## [PROBLEM TO WORK ON]
Write out the following records exactly, each one in full.

## [DATA EXCERPTS]

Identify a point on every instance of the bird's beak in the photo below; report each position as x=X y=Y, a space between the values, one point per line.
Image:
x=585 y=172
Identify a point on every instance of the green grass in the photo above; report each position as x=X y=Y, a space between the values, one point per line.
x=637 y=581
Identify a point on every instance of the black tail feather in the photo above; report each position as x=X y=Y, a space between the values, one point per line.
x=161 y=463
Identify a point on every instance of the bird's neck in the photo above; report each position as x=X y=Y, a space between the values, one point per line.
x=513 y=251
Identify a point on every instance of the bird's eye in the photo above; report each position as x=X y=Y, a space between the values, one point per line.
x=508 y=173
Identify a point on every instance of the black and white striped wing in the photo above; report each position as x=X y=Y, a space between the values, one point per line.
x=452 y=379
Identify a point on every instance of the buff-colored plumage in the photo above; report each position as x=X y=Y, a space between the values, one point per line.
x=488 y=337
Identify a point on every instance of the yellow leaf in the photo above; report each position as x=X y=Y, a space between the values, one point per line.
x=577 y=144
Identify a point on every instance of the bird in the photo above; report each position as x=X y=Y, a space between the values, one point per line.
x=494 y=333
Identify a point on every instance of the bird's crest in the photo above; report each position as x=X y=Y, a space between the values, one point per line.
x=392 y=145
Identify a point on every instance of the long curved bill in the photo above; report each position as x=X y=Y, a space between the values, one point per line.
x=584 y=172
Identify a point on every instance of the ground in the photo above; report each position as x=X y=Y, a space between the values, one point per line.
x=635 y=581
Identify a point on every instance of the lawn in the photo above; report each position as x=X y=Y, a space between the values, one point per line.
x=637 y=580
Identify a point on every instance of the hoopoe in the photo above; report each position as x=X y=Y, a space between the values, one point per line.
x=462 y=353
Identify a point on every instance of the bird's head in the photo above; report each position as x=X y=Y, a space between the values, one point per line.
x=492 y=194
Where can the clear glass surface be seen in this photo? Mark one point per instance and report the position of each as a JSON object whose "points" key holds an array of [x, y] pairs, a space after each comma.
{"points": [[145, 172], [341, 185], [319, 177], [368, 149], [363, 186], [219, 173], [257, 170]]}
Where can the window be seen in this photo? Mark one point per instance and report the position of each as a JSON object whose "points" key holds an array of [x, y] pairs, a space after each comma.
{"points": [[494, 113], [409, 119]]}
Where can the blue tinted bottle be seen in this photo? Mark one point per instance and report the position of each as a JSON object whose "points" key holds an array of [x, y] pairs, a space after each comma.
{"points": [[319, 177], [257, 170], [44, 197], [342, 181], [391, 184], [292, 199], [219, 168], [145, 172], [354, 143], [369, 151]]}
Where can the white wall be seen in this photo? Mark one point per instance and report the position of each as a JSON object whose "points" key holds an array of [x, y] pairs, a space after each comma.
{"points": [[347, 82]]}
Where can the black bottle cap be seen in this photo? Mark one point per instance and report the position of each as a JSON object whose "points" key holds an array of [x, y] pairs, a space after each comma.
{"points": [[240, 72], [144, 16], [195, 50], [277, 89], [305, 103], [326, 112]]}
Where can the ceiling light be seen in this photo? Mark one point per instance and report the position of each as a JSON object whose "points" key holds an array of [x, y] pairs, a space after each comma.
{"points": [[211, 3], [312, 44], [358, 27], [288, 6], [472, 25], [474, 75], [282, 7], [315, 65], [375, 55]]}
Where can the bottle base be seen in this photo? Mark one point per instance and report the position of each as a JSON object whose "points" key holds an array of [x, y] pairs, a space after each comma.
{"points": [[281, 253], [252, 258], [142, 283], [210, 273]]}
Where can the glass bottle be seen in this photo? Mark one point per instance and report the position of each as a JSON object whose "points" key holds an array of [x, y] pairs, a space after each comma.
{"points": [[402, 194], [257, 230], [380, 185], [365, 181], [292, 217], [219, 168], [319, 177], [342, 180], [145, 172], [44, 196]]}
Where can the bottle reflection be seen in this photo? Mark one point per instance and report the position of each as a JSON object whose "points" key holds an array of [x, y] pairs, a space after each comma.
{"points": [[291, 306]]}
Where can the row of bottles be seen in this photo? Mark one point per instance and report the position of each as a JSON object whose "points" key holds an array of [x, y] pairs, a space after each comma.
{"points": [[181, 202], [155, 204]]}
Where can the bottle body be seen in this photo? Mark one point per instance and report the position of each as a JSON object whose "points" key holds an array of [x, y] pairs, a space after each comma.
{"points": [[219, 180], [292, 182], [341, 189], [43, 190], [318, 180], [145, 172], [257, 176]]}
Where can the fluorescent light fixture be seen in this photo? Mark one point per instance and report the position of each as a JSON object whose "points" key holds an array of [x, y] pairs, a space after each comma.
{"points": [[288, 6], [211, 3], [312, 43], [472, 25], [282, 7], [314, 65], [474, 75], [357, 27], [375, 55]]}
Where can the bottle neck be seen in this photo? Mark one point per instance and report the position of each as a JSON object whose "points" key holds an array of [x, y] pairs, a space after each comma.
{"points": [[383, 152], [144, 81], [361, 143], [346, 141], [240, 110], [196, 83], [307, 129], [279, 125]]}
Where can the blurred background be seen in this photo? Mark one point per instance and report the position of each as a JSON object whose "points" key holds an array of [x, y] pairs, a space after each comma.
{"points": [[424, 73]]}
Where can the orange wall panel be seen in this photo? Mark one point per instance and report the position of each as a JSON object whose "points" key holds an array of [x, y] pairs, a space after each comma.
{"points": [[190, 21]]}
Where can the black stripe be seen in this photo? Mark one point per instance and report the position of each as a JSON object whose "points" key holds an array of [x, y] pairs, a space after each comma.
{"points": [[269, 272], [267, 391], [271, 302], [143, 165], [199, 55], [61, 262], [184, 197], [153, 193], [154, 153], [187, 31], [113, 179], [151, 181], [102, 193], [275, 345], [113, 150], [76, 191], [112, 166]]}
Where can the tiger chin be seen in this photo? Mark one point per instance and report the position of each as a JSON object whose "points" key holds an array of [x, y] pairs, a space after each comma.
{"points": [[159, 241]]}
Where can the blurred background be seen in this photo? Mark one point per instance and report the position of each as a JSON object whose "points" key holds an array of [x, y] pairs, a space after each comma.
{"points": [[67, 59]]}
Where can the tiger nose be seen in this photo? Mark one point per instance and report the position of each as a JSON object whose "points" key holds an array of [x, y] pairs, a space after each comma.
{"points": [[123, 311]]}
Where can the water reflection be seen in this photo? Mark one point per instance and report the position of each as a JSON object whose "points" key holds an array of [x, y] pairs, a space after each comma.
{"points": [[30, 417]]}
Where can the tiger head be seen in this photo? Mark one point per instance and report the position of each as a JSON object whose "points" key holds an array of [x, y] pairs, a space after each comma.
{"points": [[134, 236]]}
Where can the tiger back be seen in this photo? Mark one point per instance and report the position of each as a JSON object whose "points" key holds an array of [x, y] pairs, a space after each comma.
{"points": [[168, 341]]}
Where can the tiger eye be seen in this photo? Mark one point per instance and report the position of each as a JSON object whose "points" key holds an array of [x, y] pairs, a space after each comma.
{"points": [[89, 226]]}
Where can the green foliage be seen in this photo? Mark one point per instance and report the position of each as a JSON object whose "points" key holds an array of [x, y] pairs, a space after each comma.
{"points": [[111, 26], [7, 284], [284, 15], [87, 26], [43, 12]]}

## [RESULT OF THIS EXERCISE]
Identify a point on every instance of the bird's beak in the photo below; report each position as x=X y=Y, a space between the values, one point per line.
Image:
x=585 y=172
Identify a point on every instance of the green grass in the photo above; report each position as x=X y=Y, a space between the values, one point per line.
x=637 y=581
Identify a point on every instance of the black tail feather in the photo above; report each position as x=X y=Y, a space between the values, one point per line.
x=161 y=463
Identify a point on every instance of the bird's neck in the photo above; report each position as x=X y=Y, a space between the values, one point per line.
x=513 y=251
Identify a point on every instance of the bird's eye in the photo above; report each position as x=X y=Y, a space between the values, one point per line.
x=508 y=173
Identify a point on every instance of the black and white striped wing in the photo above; report each position as x=X y=Y, a space between the values, one point per line.
x=452 y=379
Identify a point on every instance of the buff-colored plumage in the photo above; report each position as x=X y=Y, a space between the values, one point per line.
x=488 y=337
Identify a point on every instance of the yellow leaf in the photo above; report each position as x=X y=Y, a space between the values, one point per line.
x=577 y=144
Identify a point on every instance of the bird in the photo above; report each position as x=X y=Y, a space between the values, one point per line.
x=494 y=333
Identify a point on every instance of the bird's crest in the photo above; report each position as x=X y=Y, a space between the values, one point per line.
x=392 y=145
Identify a point on every instance of the long curved bill in the photo above; report each position as x=X y=Y, a space between the values, one point per line.
x=584 y=172
Identify a point on every instance of the ground in the photo above; report each position as x=X y=Y, a space between the values, one point per line.
x=635 y=581
Identify a point on every instance of the lawn in the photo above; report each position as x=X y=Y, a space between the values, one point per line.
x=637 y=580
Identify a point on every instance of the hoopoe in the photo above; report each position as x=X y=Y, a space between the values, one point per line.
x=462 y=353
Identify a point on every instance of the bird's head in the photo above; report each position as x=X y=Y, a space between the values, one point per line.
x=492 y=194
Where can the clear glass surface be seen in this photo? Mark one point per instance and report the position of each as a JSON object whose "points" key holds an array of [x, y] pairs, a space after each comma.
{"points": [[145, 172], [341, 185], [319, 177], [368, 149], [363, 186], [219, 173], [257, 170]]}
Where can the window be seen in this photo? Mark one point per instance and report the position of each as a JSON object whose "points" key holds an array of [x, y] pairs, a space after each comma.
{"points": [[494, 113], [409, 119]]}
Where can the blue tinted bottle be seen in this photo? Mark one point per instance and report the position of each as a JSON object whose "points" key holds an array of [x, y] pairs, a space after each comma.
{"points": [[319, 177], [257, 170], [44, 197], [342, 181], [391, 184], [292, 199], [219, 168], [145, 172], [354, 143], [369, 151]]}
Where can the white wall be seen in this photo? Mark one point per instance and report the position of each as a JSON object whose "points" key holds an array of [x, y] pairs, a space after each comma.
{"points": [[347, 82]]}
Where can the black bottle cap be seen in this photo? Mark one point per instance and report the position of each as a JSON object whose "points" key holds an array of [x, y] pairs, a space after each comma.
{"points": [[240, 72], [144, 16], [195, 50], [277, 89], [305, 103], [326, 112]]}
Where can the ceiling light be seen in this photo? Mark one point per instance and report the position of each as a JSON object whose "points" key holds an array of [x, y] pairs, a space after each comma.
{"points": [[211, 3], [312, 44], [358, 27], [288, 6], [472, 25], [474, 75], [282, 7], [315, 65], [375, 55]]}
Where can the bottle base be seen in this photo? Mark one point per instance and report the position of each as a JSON object whose "points" key holds an array of [x, y] pairs, a space after each comma.
{"points": [[281, 253], [252, 258], [142, 283], [210, 273]]}
Where can the glass bottle be seen in this photo? Mark one point per instance and report the position of each as a JSON object whose "points" key holds an array of [x, y] pairs, a space after each comma.
{"points": [[402, 194], [257, 230], [380, 185], [365, 181], [292, 217], [219, 168], [319, 177], [342, 180], [145, 172], [44, 196]]}
Where can the bottle reflection be seen in this photo? Mark one point per instance and report the position of each as a JSON object whose "points" key holds an array of [x, y] pairs, a space after each comma.
{"points": [[291, 306]]}
Where can the row of bottles be seen in this photo? Mark one point per instance and report the position of each as a JSON object whose "points" key holds an array of [x, y] pairs, a space after each comma.
{"points": [[181, 202], [155, 204]]}
Where can the bottle body be seen in this photo? Mark one point per instance and report the position of each as a JSON object whose "points" key holds an array of [x, y] pairs, a space after each comma.
{"points": [[219, 180], [292, 182], [341, 189], [43, 190], [318, 180], [145, 172], [257, 176]]}
Where can the fluorescent light fixture be seen in this photo? Mark one point per instance and report the position of each as a JSON object whose "points" key holds an array of [x, y] pairs, a space after each comma.
{"points": [[288, 6], [211, 3], [312, 43], [472, 25], [282, 7], [314, 65], [474, 75], [357, 27], [375, 55]]}
Where can the bottle neck be seen in this photo? Mark one point per instance and report the position of each as a JSON object whose "points" key holds an array of [x, y] pairs, a space after each comma.
{"points": [[383, 152], [144, 81], [361, 143], [346, 141], [240, 110], [196, 83], [307, 129], [279, 125]]}
Where can the blurred background be seen in this photo? Mark one point per instance and report the position of each as a JSON object whose "points" key holds an array of [x, y] pairs, a space after each comma.
{"points": [[424, 73]]}
Where can the orange wall panel be seen in this photo? Mark one point per instance and report the position of each as a JSON object whose "points" key holds an array of [x, y] pairs, a space after each comma.
{"points": [[190, 21]]}
Where can the black stripe be seen in this photo? Mark one point per instance and report the position of each as a JSON object whose "points" key holds an array of [x, y] pairs, a space after each comma.
{"points": [[269, 272], [267, 391], [271, 302], [143, 165], [199, 55], [61, 262], [184, 197], [153, 193], [154, 153], [187, 31], [113, 179], [151, 181], [102, 193], [275, 345], [113, 150], [76, 191], [112, 166]]}
Where can the tiger chin be seen in this photo? Mark one point per instance and report the position of each as a JSON object whose "points" key holds an array of [x, y] pairs, a space after each comma.
{"points": [[159, 241]]}
Where can the blurred background be seen in this photo? Mark one point per instance and report the position of each as a JSON object whose "points" key holds an array of [x, y] pairs, a space after each comma.
{"points": [[67, 59]]}
Where can the tiger nose be seen in this photo? Mark one point per instance and report the position of each as a JSON object whose "points" key holds an array of [x, y] pairs, a space after each comma.
{"points": [[123, 311]]}
Where can the water reflection be seen in this photo? Mark one point per instance and report the position of each as a JSON object whose "points" key holds an array of [x, y] pairs, a space after each comma.
{"points": [[30, 417]]}
Where can the tiger head be seen in this photo? Mark one point per instance and report the position of each as a JSON object whose "points" key holds an array of [x, y] pairs, a space after each comma.
{"points": [[134, 236]]}
Where can the tiger back be seen in this photo? Mark one point per instance and report the position of each as a JSON object whose "points" key holds an array of [x, y] pairs, a space after each comma.
{"points": [[168, 341]]}
Where can the tiger eye be seen in this photo? Mark one point per instance and report the position of each as a JSON object whose "points" key holds an array of [x, y] pairs, a space after each comma.
{"points": [[89, 226]]}
Where can the green foliage be seen in this photo? Mark one point per instance and report the position of each as a JSON object whose "points" key holds an array of [x, y] pairs, a space after each comma.
{"points": [[111, 26], [7, 284], [284, 15], [87, 26], [43, 12]]}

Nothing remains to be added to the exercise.